━━ Dataset records

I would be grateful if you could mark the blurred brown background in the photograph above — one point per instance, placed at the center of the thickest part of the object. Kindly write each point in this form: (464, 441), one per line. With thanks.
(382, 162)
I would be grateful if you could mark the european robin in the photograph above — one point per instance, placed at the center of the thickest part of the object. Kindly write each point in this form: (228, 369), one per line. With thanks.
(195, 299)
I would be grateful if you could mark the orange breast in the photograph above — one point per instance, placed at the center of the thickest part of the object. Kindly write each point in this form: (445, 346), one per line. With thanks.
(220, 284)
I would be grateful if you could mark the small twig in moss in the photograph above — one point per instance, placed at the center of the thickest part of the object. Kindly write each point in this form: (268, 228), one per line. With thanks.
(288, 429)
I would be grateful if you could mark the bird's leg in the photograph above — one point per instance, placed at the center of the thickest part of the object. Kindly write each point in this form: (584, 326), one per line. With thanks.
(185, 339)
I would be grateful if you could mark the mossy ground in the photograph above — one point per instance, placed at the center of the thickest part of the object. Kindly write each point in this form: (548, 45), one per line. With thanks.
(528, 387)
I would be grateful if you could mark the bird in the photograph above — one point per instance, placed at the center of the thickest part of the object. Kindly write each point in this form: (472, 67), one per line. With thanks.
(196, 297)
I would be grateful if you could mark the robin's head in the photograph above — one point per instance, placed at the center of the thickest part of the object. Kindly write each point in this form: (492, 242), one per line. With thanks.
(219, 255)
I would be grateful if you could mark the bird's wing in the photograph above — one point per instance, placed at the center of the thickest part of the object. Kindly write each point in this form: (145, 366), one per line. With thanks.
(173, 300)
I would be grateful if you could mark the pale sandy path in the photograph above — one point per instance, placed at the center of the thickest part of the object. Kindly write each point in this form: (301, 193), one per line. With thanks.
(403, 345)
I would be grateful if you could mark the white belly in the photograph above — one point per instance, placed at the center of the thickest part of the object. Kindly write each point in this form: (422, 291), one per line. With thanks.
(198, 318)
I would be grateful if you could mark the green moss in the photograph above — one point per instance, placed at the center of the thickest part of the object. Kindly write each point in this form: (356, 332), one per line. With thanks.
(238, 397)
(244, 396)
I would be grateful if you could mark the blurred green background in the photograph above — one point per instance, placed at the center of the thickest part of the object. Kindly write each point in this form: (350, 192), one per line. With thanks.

━━━━

## Exercise
Reproduce all of the records above word for word, keeping every line in its original order.

## The result
I would be grateful if you could mark the blurred brown background in the photograph above — one point per instance, placed at the center of the thickest part of the object. Kindly write each point in this form: (464, 441), one per line. With thanks.
(382, 162)
I would be grateful if you could mark the european robin in the photograph above — one point per instance, placed at the center of the thickest part of the object. Kindly write each point in this form: (228, 369), one per line. With thanks.
(195, 299)
I would be grateful if you could mark the orange breast in the photograph above — one point per instance, placed at the center of the thickest part of the object. Kindly write each point in this form: (445, 346), one per line. With thanks.
(220, 284)
I would be grateful if you could mark the small twig in moss in the photograph above — one point per instance, placed at the center of the thickest part of the object. Kindly write each point in this form: (268, 228), one per line. With thanks.
(288, 429)
I would be grateful if you could mark the bird's leg in the photograph above — one point per instance, placed at the center of the thickest part of the object. Kindly write each point in this form: (584, 326), one per line. With thanks.
(185, 339)
I would be grateful if you could mark the mossy ground in the photograph above — one point per instance, placed at the center of the thickest part of the object. Kindly write each point in this form: (548, 45), one per line. With thanks.
(528, 387)
I would be grateful if you could mark the bird in the photograph above — one point per instance, placed at the center of the thickest part of the object. Kindly write each point in this form: (472, 67), one per line. With thanks.
(196, 297)
I would be grateful if you could mark the robin's head in the photograph above — one point per instance, placed at the center of the thickest part of the object. Kindly write each point in this form: (492, 242), one per line. With thanks.
(219, 255)
I would be grateful if you could mark the bird's wing in the photograph above — one point per instance, placed at the center of the thickest part of the object. Kindly write each point in this form: (145, 366), one per line. With thanks.
(173, 300)
I would be grateful if you could mark the pale sandy path in the photograph above — one point per instance, placed at the center of the thickest part of the object. Kindly write each point in this form: (301, 193), one per line. With thanks.
(403, 345)
I would be grateful if you could mark the white belly in the photograph above — one point per instance, placed at the center of the thickest part of the object. Kindly write each point in this form: (422, 291), one per line. With thanks.
(198, 318)
I would be grateful if you could mark the green moss in the photograph above — one point per instance, placed at the center of the thickest part of the object. Kindly write each point in this form: (356, 332), one per line. With thanks.
(238, 397)
(244, 396)
I would be grateful if you could mark the blurred green background in the photograph above — one point per instance, placed at the center of the thickest part of the object. Kindly write each point in this form: (350, 192), one per line. With thanks.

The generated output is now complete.